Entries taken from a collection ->
################
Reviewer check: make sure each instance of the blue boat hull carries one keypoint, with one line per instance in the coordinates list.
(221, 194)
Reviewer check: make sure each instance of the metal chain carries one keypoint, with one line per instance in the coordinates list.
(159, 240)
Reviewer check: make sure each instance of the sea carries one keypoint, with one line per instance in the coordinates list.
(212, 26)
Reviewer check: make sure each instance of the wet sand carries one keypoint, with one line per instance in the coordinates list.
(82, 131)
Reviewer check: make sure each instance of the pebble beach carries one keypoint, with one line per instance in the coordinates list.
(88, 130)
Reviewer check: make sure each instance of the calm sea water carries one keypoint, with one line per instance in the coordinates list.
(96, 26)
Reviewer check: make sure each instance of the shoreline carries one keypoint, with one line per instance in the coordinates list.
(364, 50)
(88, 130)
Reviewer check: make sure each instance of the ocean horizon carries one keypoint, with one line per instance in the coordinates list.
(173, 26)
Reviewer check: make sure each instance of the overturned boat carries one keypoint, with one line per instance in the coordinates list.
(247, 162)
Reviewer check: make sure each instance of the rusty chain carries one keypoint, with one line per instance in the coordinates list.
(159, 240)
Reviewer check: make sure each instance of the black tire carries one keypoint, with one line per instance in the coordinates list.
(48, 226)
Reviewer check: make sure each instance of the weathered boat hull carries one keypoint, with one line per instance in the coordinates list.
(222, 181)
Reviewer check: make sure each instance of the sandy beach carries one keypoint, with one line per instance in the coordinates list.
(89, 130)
################
Directions -> Could you rewrite the entries from the line containing "Reviewer check: make sure each instance of the black" through the end of the entries, with the requests included, and raise every coordinate in the answers by 82?

Correct answer ->
Reviewer check: make sure each instance of the black tire carries one keypoint, with one line per instance in the coordinates list.
(130, 308)
Reviewer check: make sure each instance of the weathered boat hull carries one keypoint, with one line per instance in the coordinates list.
(304, 263)
Reviewer check: make sure each instance of the sandy beach carries one keypoint, with one line per instance in the coordinates list.
(171, 212)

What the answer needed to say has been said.